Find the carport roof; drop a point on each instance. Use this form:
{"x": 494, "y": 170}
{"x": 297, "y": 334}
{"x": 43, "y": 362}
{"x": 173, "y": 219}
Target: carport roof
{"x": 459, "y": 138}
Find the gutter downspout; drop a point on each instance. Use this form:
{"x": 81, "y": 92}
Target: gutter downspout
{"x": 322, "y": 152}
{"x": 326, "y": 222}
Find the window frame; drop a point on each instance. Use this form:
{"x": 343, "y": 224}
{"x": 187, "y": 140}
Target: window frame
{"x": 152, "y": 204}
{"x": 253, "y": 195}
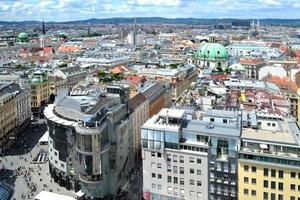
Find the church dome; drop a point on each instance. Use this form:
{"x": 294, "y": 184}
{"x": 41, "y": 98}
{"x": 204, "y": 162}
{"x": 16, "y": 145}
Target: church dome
{"x": 23, "y": 37}
{"x": 212, "y": 51}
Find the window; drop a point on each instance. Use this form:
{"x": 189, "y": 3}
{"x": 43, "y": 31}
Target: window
{"x": 175, "y": 191}
{"x": 175, "y": 169}
{"x": 152, "y": 164}
{"x": 153, "y": 186}
{"x": 159, "y": 165}
{"x": 175, "y": 180}
{"x": 175, "y": 158}
{"x": 191, "y": 160}
{"x": 169, "y": 168}
{"x": 293, "y": 175}
{"x": 280, "y": 186}
{"x": 273, "y": 172}
{"x": 153, "y": 175}
{"x": 159, "y": 176}
{"x": 192, "y": 193}
{"x": 266, "y": 196}
{"x": 169, "y": 157}
{"x": 182, "y": 192}
{"x": 170, "y": 190}
{"x": 272, "y": 196}
{"x": 198, "y": 194}
{"x": 181, "y": 159}
{"x": 266, "y": 184}
{"x": 199, "y": 183}
{"x": 273, "y": 185}
{"x": 293, "y": 187}
{"x": 192, "y": 182}
{"x": 280, "y": 174}
{"x": 181, "y": 170}
{"x": 181, "y": 181}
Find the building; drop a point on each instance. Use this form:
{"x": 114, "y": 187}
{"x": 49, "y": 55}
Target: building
{"x": 210, "y": 55}
{"x": 252, "y": 67}
{"x": 139, "y": 106}
{"x": 269, "y": 159}
{"x": 90, "y": 140}
{"x": 40, "y": 91}
{"x": 72, "y": 75}
{"x": 180, "y": 79}
{"x": 188, "y": 158}
{"x": 15, "y": 112}
{"x": 158, "y": 95}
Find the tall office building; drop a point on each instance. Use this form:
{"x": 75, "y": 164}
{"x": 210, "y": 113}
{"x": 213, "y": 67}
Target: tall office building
{"x": 186, "y": 158}
{"x": 90, "y": 140}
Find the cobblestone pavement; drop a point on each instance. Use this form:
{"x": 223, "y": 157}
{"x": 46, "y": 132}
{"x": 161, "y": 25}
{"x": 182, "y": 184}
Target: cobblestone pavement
{"x": 26, "y": 178}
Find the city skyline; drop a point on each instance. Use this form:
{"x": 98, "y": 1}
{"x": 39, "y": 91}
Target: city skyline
{"x": 72, "y": 10}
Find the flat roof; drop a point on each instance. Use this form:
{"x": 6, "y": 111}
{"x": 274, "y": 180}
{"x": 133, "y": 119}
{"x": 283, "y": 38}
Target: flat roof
{"x": 207, "y": 128}
{"x": 45, "y": 195}
{"x": 288, "y": 135}
{"x": 173, "y": 113}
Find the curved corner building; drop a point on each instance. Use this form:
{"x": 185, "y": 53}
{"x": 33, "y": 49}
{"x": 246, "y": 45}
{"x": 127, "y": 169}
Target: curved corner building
{"x": 90, "y": 140}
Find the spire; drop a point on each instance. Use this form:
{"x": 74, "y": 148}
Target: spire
{"x": 44, "y": 30}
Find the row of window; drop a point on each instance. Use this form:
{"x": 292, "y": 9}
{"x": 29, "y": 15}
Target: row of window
{"x": 181, "y": 159}
{"x": 181, "y": 181}
{"x": 175, "y": 191}
{"x": 273, "y": 172}
{"x": 181, "y": 170}
{"x": 279, "y": 197}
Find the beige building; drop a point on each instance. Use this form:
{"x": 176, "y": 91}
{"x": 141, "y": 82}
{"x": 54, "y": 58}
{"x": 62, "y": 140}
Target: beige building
{"x": 40, "y": 91}
{"x": 15, "y": 112}
{"x": 139, "y": 105}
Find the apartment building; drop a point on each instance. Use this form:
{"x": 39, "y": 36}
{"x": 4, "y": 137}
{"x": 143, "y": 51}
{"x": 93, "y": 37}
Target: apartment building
{"x": 90, "y": 140}
{"x": 40, "y": 91}
{"x": 15, "y": 112}
{"x": 269, "y": 159}
{"x": 186, "y": 158}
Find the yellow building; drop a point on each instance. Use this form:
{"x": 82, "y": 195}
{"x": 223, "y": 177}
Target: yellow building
{"x": 8, "y": 117}
{"x": 40, "y": 91}
{"x": 269, "y": 161}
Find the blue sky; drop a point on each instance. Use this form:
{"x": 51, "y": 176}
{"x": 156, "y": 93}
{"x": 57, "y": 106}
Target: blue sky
{"x": 65, "y": 10}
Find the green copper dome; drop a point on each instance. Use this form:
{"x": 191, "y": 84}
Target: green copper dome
{"x": 23, "y": 37}
{"x": 212, "y": 51}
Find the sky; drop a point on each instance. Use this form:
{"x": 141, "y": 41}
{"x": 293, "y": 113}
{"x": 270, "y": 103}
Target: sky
{"x": 69, "y": 10}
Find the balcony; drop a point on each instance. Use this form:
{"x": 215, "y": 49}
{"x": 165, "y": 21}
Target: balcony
{"x": 271, "y": 153}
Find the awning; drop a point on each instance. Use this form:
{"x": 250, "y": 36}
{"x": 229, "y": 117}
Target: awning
{"x": 263, "y": 146}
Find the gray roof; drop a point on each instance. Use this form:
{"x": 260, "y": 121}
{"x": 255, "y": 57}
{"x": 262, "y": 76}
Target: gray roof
{"x": 209, "y": 129}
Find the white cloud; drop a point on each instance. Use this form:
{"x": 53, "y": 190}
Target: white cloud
{"x": 159, "y": 2}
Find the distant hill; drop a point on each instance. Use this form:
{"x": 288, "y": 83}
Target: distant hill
{"x": 147, "y": 20}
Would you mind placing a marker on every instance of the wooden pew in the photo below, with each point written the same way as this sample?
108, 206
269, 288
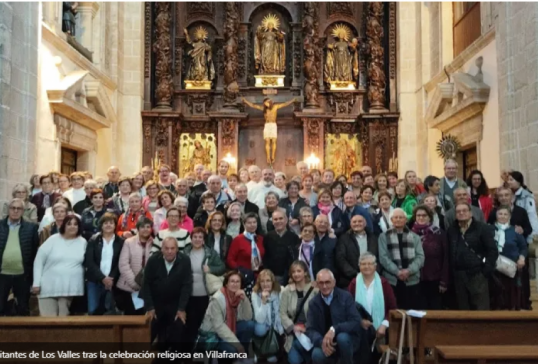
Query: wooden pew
486, 354
470, 328
77, 333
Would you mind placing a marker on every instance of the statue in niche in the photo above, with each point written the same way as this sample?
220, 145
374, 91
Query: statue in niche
270, 110
201, 68
69, 10
270, 47
342, 60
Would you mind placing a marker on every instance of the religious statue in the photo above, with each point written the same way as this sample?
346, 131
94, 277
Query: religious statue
69, 11
342, 61
269, 109
201, 71
270, 47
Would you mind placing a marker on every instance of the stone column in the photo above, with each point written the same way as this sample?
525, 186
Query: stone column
86, 13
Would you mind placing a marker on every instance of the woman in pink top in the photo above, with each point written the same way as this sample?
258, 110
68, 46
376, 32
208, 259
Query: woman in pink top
185, 221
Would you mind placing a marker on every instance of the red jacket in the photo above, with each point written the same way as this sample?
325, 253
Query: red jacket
388, 295
240, 252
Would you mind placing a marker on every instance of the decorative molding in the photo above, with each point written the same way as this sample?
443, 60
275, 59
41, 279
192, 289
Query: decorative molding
163, 55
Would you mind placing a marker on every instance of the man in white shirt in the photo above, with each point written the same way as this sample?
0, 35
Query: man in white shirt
258, 193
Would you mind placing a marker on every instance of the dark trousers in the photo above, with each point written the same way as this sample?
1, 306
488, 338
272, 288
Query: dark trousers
407, 297
20, 284
432, 299
472, 291
196, 309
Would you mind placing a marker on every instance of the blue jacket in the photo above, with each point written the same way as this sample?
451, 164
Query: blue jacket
515, 244
344, 314
337, 219
358, 210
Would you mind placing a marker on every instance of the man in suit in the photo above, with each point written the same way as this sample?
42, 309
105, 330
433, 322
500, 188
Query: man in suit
46, 197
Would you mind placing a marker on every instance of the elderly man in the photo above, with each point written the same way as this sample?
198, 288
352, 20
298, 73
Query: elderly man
302, 169
352, 209
166, 291
401, 256
450, 182
351, 245
80, 206
257, 194
279, 246
76, 193
473, 255
112, 187
19, 241
461, 195
255, 174
333, 323
44, 199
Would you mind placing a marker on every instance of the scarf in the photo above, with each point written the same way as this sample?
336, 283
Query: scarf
408, 248
500, 235
377, 307
232, 303
255, 255
325, 210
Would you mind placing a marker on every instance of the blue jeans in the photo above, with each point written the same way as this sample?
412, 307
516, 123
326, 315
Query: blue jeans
243, 331
99, 299
344, 351
297, 353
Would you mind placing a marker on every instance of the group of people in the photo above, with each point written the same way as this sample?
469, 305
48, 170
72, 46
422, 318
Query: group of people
310, 265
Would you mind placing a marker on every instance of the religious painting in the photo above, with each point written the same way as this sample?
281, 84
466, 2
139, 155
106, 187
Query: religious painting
343, 153
197, 148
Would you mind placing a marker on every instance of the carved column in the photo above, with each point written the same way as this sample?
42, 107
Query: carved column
311, 54
163, 55
376, 74
231, 27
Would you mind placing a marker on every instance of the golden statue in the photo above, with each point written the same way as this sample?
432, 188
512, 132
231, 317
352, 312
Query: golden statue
342, 60
270, 110
201, 67
270, 47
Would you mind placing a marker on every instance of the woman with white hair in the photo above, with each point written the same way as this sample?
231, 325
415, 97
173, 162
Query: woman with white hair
185, 222
30, 210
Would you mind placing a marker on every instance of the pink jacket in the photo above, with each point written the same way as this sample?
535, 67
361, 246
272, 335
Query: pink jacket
131, 264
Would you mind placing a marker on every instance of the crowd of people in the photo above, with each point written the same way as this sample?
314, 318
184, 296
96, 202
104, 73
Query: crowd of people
309, 265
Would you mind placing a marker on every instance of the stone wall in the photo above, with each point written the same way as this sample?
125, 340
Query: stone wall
19, 24
516, 34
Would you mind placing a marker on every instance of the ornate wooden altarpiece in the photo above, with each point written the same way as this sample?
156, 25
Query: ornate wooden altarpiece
368, 113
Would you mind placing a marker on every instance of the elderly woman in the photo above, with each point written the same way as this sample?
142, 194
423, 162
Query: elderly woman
59, 213
30, 210
266, 214
101, 263
204, 260
382, 221
307, 192
234, 226
185, 222
435, 273
374, 293
127, 222
59, 269
181, 235
326, 207
133, 258
404, 198
513, 246
151, 200
91, 216
217, 239
401, 256
294, 309
229, 316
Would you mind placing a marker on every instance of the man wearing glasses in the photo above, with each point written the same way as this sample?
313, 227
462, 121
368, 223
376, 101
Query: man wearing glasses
333, 324
18, 247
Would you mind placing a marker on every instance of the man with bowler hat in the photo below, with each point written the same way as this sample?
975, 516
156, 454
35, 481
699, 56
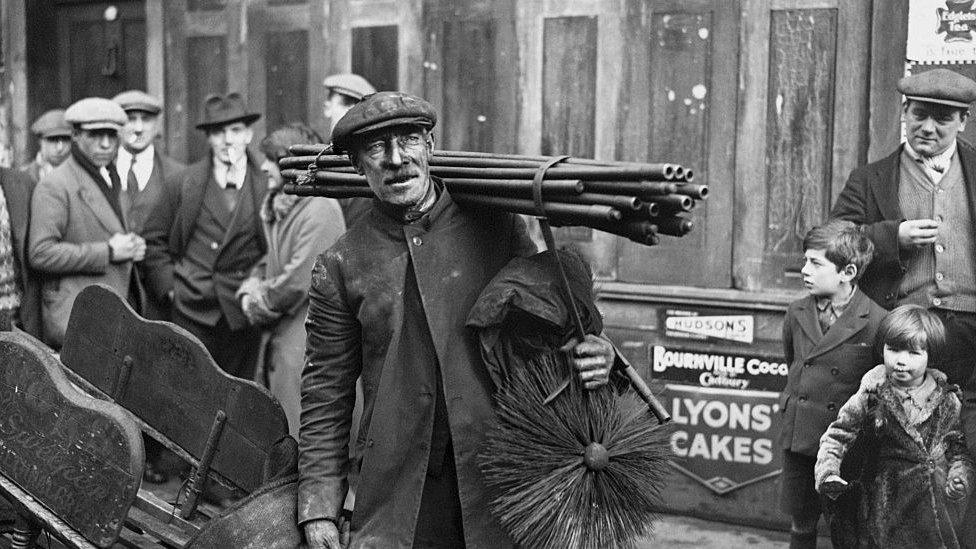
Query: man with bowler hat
388, 305
78, 234
53, 143
345, 90
204, 236
918, 206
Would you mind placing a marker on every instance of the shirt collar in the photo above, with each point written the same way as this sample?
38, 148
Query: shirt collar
125, 157
944, 156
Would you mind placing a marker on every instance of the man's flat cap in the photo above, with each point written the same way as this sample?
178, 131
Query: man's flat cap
939, 86
353, 85
136, 100
51, 124
221, 110
96, 113
382, 110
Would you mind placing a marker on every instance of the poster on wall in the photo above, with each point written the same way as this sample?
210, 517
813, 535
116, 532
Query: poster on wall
941, 32
725, 411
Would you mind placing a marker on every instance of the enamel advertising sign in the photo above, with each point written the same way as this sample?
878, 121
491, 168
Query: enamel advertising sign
726, 413
941, 32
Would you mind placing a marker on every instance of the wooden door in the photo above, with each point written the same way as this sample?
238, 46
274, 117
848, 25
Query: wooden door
802, 128
471, 64
677, 103
277, 53
101, 48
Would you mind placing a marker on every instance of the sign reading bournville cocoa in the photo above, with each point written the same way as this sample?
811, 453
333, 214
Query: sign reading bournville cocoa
725, 410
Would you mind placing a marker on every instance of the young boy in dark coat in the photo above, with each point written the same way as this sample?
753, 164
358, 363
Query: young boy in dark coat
911, 489
828, 339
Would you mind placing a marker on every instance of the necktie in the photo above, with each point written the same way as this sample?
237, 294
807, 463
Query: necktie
230, 189
131, 183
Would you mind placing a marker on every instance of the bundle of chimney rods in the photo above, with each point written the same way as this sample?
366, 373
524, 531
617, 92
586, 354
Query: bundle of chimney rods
635, 200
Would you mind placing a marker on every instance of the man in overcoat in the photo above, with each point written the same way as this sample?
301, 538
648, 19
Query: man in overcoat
918, 206
388, 303
142, 170
345, 90
204, 236
18, 187
78, 234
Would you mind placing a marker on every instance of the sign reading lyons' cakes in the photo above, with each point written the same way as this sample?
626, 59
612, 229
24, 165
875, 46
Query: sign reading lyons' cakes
941, 32
725, 410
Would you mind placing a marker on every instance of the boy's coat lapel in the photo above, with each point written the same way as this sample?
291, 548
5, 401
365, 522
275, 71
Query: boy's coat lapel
807, 318
854, 319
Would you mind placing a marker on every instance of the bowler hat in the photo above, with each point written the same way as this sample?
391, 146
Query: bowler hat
51, 124
382, 110
939, 86
136, 100
96, 113
351, 85
220, 110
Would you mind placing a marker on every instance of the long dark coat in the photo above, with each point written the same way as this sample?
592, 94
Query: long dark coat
354, 325
169, 228
18, 187
70, 224
899, 498
870, 198
825, 369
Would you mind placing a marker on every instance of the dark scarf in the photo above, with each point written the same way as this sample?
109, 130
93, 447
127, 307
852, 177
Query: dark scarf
111, 193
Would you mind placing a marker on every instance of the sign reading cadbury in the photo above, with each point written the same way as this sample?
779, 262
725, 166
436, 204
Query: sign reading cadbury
725, 410
941, 32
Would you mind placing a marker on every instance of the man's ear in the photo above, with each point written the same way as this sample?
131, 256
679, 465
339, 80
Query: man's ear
354, 160
849, 272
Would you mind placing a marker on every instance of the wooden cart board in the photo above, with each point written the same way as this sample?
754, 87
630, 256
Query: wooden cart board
67, 460
165, 377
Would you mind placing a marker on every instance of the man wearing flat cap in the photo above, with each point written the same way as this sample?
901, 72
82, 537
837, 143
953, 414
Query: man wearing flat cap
53, 143
918, 206
204, 235
78, 233
142, 167
388, 304
345, 90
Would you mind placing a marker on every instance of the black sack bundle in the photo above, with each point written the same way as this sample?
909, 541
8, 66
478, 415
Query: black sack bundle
585, 469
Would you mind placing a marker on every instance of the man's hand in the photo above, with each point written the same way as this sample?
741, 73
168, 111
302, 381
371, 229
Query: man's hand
917, 232
593, 359
322, 534
125, 247
956, 488
833, 486
140, 247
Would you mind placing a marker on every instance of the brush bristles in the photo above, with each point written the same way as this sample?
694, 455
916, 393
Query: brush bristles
542, 491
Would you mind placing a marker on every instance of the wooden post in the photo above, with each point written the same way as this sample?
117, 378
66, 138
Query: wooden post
13, 83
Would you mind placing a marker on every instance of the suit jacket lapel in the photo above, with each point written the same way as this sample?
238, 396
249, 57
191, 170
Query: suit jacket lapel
195, 185
807, 317
849, 323
885, 182
90, 195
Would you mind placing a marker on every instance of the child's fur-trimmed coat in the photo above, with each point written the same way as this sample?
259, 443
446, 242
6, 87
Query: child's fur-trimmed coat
899, 498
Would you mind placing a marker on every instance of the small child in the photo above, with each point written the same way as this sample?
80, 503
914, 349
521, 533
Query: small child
913, 485
828, 340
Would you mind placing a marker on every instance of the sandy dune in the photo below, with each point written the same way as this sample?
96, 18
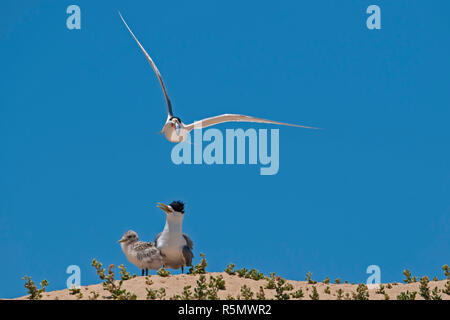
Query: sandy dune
174, 285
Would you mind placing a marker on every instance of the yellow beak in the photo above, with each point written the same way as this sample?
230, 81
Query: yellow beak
163, 207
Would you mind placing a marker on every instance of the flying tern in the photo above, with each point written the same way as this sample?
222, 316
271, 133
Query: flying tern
175, 130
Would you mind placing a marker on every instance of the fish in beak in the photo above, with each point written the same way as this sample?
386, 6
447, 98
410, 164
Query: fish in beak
164, 208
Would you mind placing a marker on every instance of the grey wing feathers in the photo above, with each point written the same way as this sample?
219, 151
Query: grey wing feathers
155, 69
236, 118
188, 255
187, 250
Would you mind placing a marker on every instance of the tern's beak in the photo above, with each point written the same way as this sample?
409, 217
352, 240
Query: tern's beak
163, 207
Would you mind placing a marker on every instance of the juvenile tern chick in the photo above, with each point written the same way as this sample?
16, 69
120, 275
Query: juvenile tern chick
144, 255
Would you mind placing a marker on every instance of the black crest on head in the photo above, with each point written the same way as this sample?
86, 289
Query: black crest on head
178, 206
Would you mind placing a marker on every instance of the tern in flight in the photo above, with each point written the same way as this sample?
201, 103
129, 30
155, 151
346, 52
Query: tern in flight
175, 130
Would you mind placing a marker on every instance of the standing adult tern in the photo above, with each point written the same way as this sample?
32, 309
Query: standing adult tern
175, 246
175, 130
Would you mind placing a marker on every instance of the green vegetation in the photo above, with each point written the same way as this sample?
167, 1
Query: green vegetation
33, 291
110, 284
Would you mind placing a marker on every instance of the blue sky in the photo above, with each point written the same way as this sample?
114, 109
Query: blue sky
81, 161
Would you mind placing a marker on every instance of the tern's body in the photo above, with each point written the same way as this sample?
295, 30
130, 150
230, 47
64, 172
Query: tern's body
175, 130
144, 255
175, 246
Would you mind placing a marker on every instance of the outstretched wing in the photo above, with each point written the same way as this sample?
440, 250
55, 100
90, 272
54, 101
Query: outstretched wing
——————
* [The problem]:
Reproduce the lines of the entries above exactly, but only from the line containing "of the juvenile" through the final line.

* [Result of this exercise]:
Would you mind placing a marker on every instance of the juvenile tern chick in the photo above, with each point written the same way as this sample?
16, 69
120, 275
Query: juvenile tern chick
144, 255
Would you mind placing a marker on every instance of the black crest on head in the photo above, with each point written the same way as this sample?
86, 289
Query: black crest on head
178, 206
Would you mind placing a marker on every instance of the tern in flight in the photo above, with each point written the same way as this sample?
201, 103
129, 30
155, 151
346, 52
Query: tern in flight
175, 130
Would you mind placing a marker on every instance of the standing adult tern in the photo above, with each point written the same way as this sample?
32, 309
Query: standing adult tern
175, 246
175, 130
Would you mind placing a marker on every instance of the green vegetation in the photo above, with each point written the same way as this sample?
167, 1
Query: green vegetation
33, 291
110, 284
Would you mind placing a marker on every instance of the blue sky in the photo above, with each point written the same way as this sample?
114, 109
Query: blue sky
81, 161
Would you mind placing a marker on every instance of the tern's body in the photo above, with each point written the same way as this sample?
295, 30
130, 150
230, 47
64, 172
Query: tern's body
175, 130
144, 255
175, 246
Would you mind placing a marker on every instance of the outstretched wing in the photo above, with each point written the same way as this sample?
440, 250
55, 100
90, 272
54, 101
Query: outstretched wing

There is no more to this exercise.